[Image point grounding data]
────────
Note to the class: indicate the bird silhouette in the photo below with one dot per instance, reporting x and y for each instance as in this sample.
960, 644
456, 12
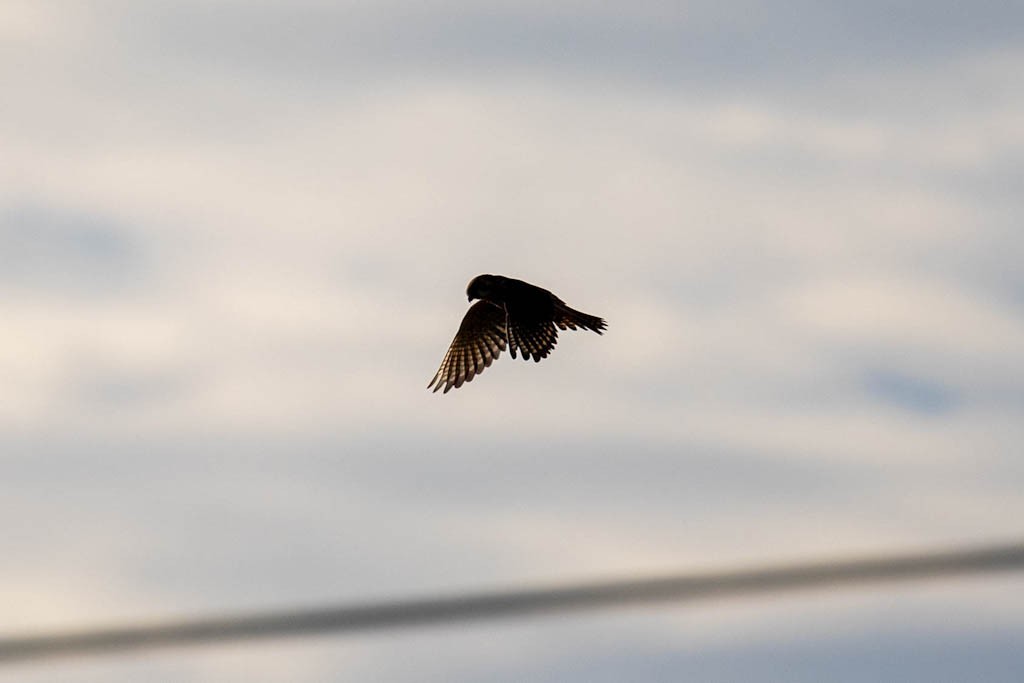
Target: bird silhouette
523, 316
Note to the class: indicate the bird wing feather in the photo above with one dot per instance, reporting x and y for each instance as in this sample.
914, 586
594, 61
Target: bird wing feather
480, 339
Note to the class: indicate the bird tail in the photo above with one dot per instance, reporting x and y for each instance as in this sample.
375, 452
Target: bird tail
572, 318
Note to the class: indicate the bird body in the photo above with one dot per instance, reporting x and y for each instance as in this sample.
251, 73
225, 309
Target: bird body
523, 316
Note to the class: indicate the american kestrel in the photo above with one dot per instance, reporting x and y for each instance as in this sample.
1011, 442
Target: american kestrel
509, 311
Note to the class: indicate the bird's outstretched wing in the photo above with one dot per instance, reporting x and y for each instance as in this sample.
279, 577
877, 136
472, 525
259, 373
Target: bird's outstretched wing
480, 339
535, 337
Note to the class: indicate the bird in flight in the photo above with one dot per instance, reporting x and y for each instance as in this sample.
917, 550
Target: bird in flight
509, 311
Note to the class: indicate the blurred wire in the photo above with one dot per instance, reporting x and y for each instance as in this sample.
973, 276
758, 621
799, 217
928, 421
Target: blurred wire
489, 605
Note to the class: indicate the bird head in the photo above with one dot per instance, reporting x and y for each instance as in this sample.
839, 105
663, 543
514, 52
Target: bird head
480, 287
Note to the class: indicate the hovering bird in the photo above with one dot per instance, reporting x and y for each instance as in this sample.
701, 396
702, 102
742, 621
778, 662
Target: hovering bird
509, 311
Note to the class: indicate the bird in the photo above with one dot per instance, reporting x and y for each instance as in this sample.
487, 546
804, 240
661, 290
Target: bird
523, 316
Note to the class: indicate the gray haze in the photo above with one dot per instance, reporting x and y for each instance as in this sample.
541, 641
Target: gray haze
235, 239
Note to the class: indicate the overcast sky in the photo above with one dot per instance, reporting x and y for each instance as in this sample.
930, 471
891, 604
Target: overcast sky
235, 240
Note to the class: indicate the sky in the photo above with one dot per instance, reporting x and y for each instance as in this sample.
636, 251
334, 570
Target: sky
235, 240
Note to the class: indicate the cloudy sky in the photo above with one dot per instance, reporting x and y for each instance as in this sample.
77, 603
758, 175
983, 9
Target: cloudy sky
235, 239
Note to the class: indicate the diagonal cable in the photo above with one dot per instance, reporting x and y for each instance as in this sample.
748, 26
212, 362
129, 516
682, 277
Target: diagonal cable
423, 611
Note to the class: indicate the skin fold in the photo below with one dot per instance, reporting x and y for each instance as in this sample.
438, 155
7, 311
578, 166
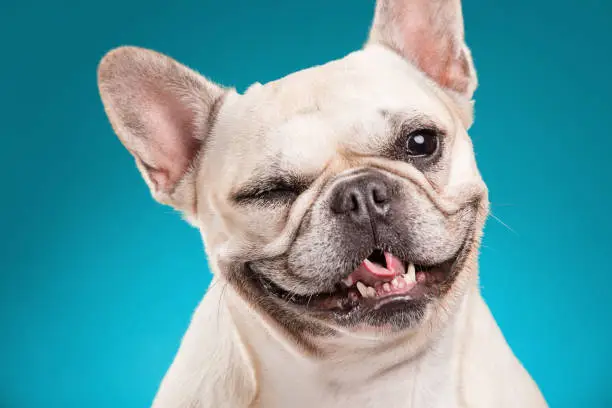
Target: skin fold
293, 184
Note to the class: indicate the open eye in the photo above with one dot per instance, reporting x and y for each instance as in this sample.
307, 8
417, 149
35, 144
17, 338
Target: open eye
────────
What to work on
Please set down the records above verbatim, with each picture left out.

Written response
Note to the class: indicate the bird silhouette in the photo below with one dot per instance, reporting x and y for each instance as in this sample.
960, 644
456, 12
Target: bird silhouette
523, 316
Note to the class: indicate the bird wing feather in the photo above with one dot per instance, reporting x and y for each instance as in this sample.
914, 586
594, 61
Target: bird wing feather
480, 339
Note to the class: indicate the bird tail in the photo above with one dot per instance, reporting x and y for each instance as in this sample.
375, 452
Target: bird tail
572, 318
Note to the class: indicate the bird body in the photo above with one dot per instance, reporting x and y for each instance as in this sample.
251, 73
225, 309
Target: bird body
523, 316
Note to the class: indicate the american kestrel in the photo above with one dot per instance, reporting x and y for each instance as in this sample.
1011, 442
Target: american kestrel
509, 311
Note to the class: indicate the bird's outstretched wing in the photo above with one dot per instance, reporting x and y for each instance as in this sample.
279, 577
877, 136
472, 525
259, 373
Target: bird's outstretched wing
480, 339
535, 337
Note to the class: indicate the bird in flight in the photo above with one dot per instance, reporting x and y for each instance as in this sample.
917, 550
Target: bird in flight
509, 311
Note to the class: indicate the blurred wire in the photo above with one dot per instance, reporting x and y for each instance as in this sample.
973, 276
758, 621
799, 217
928, 421
Target: blurred wire
489, 605
Note to the class: indicate the bird head in the photo above with one dot per instance, reporting x and y for each instance as in this sample.
839, 105
663, 543
514, 52
Target: bird head
480, 287
Note to the class: indicate the hovering bird in the photo above with one dot per instance, reporting x and y for each instance as in this sample.
701, 396
702, 102
742, 621
778, 662
Target: hovering bird
509, 311
Note to the class: indicate the bird in the photo above with one dot per instance, reporting x and y for each instance as in this sample.
487, 546
804, 240
661, 290
Target: bird
523, 316
Note to the class: indicate the gray haze in the photo above with one dot per instance, reporting x and y for each instance as in this sample.
541, 641
Target: gray haze
235, 239
Note to the class: indicate the overcast sky in the photo above with one dot per instance, reporting x and y for each instance as in this sample.
930, 471
891, 604
Target: overcast sky
235, 240
Note to the class: indicate the sky in the photo above with one dot per instance, reporting x and y for each instance as in this sample.
636, 251
334, 570
Target: sky
235, 240
Note to the class: indicate the cloudy sky in the photo above with one dot per instance, reporting x and y for each instance as in this sample.
77, 603
758, 175
983, 9
Target: cloudy sky
235, 239
Note to the class: indicate the diagonal cable in the photo above with one dot per instance, reporting x and y for each instance as in this sample.
748, 26
212, 362
129, 516
682, 277
Target: diagonal cable
423, 611
Note to the class: indicate the skin fold in the photo below with one dot per instance, reporting x and y for each instance as in this sample.
438, 155
7, 311
578, 166
Target: skin fold
293, 184
Note to the class: indicate the open eye in the photo above with one dot per instance, reporting x and y for each instance as in this sample.
307, 8
417, 149
35, 144
17, 338
Target: open eye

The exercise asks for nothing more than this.